(Stored items)
+++

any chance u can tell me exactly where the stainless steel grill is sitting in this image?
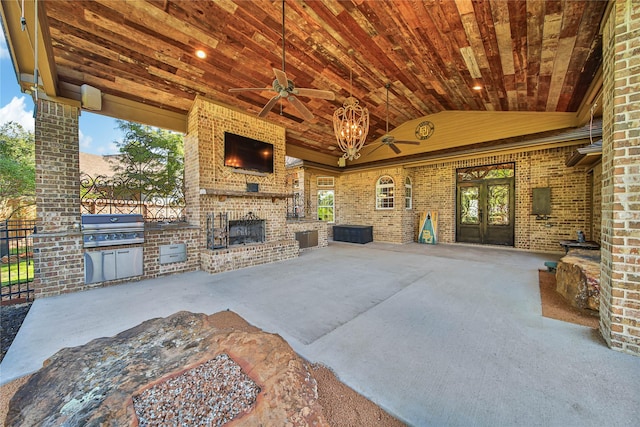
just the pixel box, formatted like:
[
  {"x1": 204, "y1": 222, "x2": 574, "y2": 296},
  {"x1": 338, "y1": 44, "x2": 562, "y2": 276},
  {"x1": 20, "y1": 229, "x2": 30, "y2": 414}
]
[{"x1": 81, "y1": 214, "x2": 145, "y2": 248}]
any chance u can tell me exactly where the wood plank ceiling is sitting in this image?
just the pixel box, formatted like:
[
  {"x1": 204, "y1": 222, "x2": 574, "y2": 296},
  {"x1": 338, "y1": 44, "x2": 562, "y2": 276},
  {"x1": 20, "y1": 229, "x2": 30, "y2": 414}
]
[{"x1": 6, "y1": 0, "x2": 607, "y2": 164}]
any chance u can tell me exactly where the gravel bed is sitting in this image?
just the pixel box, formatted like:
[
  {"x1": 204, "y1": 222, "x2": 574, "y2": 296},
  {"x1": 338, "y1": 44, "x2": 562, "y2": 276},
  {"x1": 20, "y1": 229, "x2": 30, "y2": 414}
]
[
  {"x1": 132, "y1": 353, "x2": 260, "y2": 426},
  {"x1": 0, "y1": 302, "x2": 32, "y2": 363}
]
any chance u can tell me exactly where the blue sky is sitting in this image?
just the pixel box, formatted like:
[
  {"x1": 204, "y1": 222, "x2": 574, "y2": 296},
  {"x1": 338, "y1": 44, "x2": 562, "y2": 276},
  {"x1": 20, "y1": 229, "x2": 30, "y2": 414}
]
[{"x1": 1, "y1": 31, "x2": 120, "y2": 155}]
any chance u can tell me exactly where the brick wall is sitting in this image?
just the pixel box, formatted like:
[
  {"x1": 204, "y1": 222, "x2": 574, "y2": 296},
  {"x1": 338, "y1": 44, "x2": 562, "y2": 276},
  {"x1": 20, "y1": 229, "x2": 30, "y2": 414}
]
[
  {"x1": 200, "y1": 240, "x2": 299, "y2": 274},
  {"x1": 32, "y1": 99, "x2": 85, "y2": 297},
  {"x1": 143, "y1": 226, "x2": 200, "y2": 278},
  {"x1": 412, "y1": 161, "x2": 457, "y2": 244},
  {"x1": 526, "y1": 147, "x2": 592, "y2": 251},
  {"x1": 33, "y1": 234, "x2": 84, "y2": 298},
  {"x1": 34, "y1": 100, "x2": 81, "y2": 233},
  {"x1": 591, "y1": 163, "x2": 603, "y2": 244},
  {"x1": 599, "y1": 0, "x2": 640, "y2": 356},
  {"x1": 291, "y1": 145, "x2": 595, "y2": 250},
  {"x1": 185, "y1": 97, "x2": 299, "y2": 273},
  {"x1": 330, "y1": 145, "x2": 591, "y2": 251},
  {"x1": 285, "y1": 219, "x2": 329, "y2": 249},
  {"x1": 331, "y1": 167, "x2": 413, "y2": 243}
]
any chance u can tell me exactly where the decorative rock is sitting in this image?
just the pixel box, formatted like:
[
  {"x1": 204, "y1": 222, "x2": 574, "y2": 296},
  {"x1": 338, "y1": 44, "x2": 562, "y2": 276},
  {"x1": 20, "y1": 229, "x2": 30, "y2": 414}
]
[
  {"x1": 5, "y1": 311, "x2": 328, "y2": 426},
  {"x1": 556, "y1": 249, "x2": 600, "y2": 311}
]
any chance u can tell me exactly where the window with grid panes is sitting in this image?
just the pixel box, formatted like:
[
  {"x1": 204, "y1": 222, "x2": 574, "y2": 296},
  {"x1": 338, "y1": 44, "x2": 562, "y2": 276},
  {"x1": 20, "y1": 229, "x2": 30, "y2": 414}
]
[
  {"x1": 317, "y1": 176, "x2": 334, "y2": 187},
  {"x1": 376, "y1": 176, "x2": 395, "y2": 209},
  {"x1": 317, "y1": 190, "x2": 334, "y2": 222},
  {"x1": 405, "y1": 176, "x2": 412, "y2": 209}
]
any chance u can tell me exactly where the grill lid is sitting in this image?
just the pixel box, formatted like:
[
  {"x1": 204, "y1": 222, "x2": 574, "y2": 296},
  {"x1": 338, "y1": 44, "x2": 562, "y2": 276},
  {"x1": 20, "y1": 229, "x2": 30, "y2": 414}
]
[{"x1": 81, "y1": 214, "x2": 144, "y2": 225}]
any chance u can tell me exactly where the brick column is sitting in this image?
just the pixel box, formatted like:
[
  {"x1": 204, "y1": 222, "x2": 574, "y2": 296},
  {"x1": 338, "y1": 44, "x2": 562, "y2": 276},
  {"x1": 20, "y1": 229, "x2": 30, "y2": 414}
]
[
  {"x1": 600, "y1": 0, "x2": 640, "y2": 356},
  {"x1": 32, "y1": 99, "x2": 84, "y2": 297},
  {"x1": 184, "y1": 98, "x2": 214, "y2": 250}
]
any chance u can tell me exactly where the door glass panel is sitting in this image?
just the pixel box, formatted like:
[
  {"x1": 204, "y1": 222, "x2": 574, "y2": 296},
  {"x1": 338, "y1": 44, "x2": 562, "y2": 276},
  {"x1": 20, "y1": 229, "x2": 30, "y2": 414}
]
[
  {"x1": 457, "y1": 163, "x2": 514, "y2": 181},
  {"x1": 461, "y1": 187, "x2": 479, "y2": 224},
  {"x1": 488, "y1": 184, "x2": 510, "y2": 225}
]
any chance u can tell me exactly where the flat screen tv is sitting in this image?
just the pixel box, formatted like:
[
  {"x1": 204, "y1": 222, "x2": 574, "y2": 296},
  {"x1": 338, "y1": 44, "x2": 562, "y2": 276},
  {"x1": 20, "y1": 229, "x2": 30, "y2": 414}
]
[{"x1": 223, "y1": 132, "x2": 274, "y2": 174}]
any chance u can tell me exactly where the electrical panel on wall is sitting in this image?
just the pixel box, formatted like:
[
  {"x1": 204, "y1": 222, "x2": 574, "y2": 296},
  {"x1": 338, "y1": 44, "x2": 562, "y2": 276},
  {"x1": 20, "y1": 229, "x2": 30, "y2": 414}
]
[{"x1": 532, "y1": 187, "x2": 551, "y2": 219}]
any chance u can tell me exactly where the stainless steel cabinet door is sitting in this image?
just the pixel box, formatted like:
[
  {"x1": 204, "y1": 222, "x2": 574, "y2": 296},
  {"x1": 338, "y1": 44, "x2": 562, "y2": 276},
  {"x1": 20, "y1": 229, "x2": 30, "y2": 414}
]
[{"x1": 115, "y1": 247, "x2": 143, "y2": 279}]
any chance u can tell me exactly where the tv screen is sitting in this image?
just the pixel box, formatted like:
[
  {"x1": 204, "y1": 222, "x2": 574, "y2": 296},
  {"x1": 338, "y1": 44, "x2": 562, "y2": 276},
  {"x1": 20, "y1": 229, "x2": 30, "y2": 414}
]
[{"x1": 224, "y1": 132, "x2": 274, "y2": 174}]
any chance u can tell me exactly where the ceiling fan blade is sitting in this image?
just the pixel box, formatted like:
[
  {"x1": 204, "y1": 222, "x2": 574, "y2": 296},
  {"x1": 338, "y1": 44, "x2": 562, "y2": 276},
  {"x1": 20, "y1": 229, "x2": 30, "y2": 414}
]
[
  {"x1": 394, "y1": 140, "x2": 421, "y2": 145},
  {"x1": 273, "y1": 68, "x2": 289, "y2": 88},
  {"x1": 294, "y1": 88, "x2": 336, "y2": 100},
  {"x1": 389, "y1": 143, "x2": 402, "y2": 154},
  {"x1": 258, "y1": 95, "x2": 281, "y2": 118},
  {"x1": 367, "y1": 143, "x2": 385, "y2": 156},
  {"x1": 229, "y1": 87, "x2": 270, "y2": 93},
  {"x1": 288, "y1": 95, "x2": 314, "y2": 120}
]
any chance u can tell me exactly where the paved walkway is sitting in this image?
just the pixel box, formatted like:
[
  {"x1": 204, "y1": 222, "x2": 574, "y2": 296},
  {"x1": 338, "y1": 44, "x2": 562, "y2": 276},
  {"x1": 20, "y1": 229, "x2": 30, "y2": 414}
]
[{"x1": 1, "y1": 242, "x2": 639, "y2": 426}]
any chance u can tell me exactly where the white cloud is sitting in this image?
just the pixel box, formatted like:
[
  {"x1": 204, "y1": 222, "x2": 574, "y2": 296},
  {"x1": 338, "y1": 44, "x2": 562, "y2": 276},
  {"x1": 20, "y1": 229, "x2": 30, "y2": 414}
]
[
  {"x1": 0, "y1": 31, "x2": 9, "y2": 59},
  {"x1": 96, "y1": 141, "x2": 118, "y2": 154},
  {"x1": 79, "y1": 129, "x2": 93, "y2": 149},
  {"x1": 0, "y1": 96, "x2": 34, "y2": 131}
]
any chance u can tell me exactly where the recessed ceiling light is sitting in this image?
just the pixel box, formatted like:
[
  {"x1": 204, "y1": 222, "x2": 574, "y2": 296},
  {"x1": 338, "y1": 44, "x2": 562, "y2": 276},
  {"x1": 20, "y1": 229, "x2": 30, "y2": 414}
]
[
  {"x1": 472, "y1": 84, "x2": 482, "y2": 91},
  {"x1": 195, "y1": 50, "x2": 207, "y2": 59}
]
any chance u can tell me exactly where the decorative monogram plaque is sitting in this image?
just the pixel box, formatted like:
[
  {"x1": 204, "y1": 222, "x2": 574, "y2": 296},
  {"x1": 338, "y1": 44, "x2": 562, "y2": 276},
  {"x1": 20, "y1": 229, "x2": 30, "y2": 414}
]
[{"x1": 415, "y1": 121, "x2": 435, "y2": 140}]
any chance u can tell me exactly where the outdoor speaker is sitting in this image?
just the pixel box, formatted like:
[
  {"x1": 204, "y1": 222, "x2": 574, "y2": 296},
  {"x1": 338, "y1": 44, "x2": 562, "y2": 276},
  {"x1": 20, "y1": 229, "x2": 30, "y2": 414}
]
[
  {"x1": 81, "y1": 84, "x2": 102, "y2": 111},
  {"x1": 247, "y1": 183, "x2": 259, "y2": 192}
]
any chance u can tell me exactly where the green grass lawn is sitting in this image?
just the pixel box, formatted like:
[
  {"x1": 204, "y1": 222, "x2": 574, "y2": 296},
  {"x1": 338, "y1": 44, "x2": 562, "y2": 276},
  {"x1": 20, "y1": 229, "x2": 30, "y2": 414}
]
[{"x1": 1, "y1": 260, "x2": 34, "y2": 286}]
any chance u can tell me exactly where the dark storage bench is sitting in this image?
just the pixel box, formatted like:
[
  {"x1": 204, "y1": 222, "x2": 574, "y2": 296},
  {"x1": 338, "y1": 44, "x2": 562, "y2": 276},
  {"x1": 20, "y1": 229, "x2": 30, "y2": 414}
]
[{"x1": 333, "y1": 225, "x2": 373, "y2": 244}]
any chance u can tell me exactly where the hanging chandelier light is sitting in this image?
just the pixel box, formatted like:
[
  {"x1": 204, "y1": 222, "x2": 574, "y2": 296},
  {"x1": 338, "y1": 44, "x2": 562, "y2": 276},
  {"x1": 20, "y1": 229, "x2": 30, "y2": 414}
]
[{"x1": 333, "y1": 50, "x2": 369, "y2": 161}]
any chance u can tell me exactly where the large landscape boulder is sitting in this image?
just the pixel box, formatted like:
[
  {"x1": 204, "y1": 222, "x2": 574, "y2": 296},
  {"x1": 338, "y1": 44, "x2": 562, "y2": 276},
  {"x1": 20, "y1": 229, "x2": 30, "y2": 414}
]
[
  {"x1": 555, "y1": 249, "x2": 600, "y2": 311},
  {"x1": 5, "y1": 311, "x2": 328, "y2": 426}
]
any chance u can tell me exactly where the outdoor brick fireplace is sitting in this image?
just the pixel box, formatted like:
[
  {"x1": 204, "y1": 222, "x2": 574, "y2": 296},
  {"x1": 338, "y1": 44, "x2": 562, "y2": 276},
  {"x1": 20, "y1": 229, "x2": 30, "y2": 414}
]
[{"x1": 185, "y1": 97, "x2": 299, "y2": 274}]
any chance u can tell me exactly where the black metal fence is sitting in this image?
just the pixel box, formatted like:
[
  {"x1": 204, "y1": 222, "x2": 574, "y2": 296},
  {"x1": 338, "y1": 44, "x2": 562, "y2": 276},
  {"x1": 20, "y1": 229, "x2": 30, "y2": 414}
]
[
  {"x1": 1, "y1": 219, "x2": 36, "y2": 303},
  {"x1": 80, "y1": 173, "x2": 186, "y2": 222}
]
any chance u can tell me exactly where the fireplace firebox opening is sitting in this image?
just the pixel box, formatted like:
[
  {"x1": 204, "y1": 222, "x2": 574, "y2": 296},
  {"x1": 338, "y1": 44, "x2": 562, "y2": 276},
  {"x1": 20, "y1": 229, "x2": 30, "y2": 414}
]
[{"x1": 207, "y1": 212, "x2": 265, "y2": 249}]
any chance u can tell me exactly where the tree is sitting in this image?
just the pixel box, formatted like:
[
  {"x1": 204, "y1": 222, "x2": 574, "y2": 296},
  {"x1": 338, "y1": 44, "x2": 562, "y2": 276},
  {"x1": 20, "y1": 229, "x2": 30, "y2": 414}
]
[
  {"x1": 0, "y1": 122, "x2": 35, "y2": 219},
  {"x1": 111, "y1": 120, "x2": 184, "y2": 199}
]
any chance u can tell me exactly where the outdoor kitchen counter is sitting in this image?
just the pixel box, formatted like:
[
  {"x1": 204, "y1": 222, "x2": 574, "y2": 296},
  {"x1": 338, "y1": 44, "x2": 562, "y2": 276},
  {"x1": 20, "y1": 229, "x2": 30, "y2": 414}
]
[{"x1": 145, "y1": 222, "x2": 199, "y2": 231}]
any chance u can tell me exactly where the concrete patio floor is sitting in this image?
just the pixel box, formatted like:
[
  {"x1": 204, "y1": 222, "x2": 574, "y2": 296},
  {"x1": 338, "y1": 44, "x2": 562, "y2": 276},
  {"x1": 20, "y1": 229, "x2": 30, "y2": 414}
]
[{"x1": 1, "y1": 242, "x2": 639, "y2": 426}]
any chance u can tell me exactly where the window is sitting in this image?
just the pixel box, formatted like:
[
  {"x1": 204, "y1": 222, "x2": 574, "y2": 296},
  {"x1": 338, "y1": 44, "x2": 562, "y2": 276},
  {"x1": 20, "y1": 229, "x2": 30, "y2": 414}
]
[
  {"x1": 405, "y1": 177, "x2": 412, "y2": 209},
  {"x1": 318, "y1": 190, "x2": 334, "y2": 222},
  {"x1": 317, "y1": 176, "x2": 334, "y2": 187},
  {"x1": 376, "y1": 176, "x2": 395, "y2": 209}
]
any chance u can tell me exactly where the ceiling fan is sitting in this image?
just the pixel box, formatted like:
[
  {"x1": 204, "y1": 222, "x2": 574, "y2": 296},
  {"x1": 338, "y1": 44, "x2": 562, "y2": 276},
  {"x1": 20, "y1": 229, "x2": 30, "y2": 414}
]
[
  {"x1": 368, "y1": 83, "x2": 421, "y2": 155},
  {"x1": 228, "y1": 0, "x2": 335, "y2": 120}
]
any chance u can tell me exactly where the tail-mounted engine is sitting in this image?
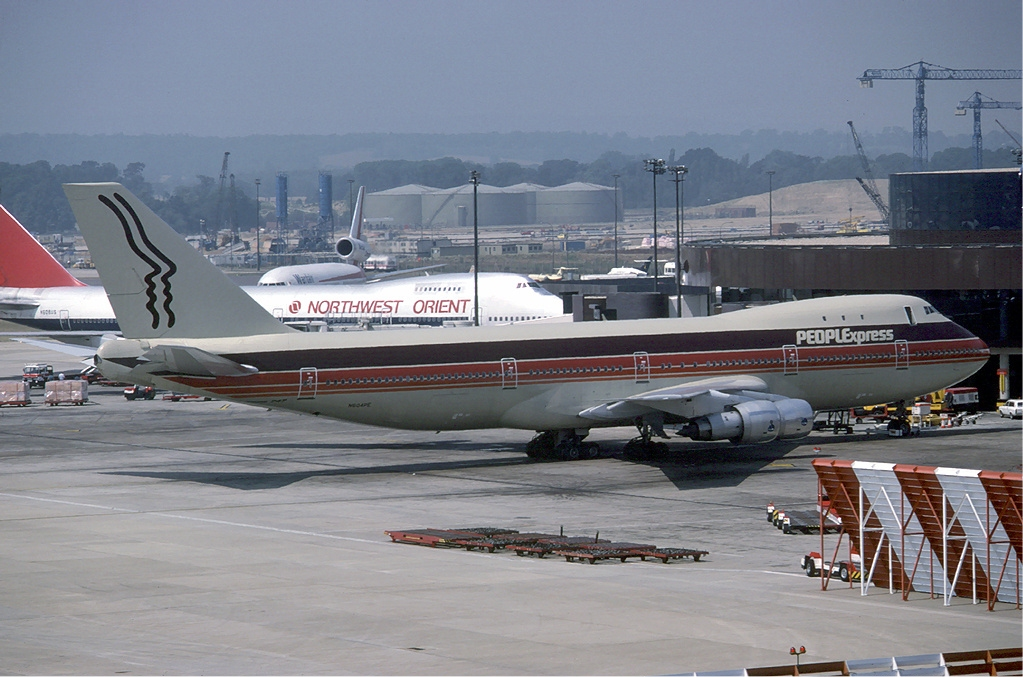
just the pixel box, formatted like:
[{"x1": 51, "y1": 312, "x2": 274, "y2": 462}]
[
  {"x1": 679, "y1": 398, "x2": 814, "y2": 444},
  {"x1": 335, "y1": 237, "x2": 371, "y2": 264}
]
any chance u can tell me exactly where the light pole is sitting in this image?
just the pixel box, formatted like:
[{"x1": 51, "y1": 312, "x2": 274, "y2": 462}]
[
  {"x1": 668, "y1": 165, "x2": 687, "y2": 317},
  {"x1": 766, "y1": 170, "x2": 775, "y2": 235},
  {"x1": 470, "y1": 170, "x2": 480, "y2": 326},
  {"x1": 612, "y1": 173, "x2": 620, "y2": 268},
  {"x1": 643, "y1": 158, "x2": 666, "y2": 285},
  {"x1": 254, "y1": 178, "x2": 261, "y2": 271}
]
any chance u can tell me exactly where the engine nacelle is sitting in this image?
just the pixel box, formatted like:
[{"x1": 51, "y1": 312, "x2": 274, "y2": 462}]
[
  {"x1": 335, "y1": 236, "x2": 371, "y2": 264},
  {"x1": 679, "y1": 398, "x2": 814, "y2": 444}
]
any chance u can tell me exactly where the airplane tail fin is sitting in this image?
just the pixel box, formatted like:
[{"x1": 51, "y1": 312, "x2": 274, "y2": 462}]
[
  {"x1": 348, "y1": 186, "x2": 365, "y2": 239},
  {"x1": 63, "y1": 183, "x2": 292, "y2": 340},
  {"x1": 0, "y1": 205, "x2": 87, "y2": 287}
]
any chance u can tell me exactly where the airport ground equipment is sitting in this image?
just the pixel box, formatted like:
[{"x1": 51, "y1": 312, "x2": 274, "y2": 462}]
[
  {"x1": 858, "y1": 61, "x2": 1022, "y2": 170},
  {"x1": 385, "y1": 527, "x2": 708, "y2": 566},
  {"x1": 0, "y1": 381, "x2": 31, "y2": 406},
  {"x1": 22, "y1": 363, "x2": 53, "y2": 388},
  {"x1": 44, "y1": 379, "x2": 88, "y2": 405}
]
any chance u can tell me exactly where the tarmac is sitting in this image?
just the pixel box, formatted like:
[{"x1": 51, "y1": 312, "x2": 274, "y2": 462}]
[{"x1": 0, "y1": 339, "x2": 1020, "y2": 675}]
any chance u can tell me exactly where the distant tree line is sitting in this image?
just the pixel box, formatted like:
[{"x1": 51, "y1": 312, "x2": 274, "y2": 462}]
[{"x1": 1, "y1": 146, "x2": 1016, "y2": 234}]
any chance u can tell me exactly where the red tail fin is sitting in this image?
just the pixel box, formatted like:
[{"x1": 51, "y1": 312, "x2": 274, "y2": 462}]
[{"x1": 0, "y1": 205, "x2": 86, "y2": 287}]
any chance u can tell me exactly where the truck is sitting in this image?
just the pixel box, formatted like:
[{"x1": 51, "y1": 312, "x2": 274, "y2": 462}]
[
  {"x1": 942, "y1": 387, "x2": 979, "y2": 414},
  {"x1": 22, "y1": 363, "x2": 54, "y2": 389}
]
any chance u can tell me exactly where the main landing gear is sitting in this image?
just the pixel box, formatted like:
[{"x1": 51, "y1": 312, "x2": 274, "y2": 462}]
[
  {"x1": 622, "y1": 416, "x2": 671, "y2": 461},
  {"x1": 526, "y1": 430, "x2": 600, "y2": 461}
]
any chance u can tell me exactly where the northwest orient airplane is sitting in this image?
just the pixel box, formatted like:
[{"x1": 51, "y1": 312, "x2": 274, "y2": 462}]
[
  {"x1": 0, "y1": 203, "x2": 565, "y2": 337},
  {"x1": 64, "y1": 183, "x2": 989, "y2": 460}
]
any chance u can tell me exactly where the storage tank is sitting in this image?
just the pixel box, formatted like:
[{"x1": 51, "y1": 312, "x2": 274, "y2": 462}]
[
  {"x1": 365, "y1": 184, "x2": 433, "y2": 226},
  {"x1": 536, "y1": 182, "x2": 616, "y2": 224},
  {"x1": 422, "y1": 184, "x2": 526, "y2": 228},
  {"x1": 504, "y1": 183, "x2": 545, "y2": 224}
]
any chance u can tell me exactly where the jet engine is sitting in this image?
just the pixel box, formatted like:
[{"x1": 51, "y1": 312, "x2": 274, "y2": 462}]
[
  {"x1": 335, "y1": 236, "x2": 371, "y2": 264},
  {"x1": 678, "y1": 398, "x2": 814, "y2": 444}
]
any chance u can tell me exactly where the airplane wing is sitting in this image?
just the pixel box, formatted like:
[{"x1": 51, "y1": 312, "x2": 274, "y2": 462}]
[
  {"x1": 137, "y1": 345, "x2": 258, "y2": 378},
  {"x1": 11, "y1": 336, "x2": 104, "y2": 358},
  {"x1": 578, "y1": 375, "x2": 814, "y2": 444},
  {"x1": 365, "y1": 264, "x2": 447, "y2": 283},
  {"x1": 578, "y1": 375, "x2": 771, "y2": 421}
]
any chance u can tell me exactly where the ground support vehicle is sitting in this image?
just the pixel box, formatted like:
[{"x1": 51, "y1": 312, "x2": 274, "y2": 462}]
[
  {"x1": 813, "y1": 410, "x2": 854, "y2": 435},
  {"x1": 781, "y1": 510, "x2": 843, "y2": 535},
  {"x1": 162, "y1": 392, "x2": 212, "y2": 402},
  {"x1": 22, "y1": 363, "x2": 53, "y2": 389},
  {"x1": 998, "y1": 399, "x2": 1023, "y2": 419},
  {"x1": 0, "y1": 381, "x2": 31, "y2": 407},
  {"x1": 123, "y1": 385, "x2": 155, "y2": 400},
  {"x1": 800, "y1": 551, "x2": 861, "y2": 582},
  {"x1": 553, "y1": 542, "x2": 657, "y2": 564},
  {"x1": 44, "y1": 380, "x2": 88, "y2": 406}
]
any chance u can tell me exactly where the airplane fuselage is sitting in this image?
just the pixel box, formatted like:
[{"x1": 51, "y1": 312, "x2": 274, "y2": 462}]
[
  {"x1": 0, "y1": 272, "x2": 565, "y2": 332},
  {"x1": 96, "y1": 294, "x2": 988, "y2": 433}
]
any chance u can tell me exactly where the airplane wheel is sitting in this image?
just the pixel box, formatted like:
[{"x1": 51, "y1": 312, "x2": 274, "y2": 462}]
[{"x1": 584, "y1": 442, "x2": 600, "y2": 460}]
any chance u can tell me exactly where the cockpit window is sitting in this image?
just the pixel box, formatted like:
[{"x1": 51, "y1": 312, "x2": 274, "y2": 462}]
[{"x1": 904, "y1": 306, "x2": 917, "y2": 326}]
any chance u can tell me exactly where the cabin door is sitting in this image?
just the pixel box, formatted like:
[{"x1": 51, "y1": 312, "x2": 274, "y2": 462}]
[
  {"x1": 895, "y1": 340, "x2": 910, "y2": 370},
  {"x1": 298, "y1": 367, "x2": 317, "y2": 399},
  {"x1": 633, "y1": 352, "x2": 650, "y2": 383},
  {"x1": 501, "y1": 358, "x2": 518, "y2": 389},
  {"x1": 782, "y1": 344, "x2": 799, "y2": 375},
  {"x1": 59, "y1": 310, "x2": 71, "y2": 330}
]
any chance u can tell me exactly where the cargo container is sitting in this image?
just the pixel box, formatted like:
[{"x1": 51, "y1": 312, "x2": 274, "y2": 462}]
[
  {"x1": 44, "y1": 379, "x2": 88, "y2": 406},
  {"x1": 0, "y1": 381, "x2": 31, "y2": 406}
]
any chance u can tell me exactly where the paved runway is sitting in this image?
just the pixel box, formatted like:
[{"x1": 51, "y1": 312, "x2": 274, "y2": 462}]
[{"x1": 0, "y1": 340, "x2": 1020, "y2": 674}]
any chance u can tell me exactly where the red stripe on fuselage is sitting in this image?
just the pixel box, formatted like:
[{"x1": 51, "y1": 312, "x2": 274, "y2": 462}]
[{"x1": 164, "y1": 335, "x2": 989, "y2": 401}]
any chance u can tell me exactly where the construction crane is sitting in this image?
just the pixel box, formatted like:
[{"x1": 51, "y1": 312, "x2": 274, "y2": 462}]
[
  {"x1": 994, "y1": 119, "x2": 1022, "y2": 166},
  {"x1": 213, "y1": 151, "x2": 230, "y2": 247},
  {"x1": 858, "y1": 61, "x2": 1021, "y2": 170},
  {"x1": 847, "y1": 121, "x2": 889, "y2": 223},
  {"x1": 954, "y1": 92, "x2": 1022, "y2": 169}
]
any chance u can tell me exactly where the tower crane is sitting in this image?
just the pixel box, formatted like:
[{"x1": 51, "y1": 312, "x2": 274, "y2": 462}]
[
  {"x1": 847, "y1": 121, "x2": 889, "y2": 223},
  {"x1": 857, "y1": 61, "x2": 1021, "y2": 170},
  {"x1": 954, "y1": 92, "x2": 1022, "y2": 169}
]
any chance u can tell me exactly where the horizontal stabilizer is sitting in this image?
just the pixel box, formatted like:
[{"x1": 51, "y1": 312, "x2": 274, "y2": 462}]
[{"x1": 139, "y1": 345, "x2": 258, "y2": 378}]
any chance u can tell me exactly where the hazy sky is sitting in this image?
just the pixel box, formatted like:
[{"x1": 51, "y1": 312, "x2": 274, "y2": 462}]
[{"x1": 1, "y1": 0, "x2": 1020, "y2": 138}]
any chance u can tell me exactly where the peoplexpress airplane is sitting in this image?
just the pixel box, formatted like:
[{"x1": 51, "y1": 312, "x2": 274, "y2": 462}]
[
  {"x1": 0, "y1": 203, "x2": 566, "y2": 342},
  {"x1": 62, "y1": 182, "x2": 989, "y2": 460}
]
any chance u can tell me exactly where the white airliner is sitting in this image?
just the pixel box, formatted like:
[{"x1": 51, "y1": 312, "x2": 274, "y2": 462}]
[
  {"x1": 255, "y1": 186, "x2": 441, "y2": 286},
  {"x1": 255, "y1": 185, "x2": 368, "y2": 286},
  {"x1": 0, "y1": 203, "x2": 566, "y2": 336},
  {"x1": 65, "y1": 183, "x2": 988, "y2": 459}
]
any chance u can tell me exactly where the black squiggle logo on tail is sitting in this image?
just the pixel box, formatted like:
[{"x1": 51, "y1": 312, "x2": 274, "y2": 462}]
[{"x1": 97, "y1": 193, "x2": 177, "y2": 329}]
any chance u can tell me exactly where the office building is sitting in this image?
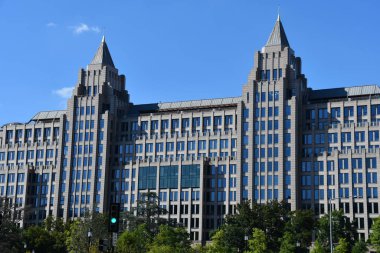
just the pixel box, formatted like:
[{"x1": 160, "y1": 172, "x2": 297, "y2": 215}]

+++

Goal of the exercise: Copy out each line of the entries that holds "decorative".

Reply:
any chance u can tell me exactly where the decorative rock is sitting in this image?
any chance u can tell me exactly where the decorative monogram plaque is sitting in this image?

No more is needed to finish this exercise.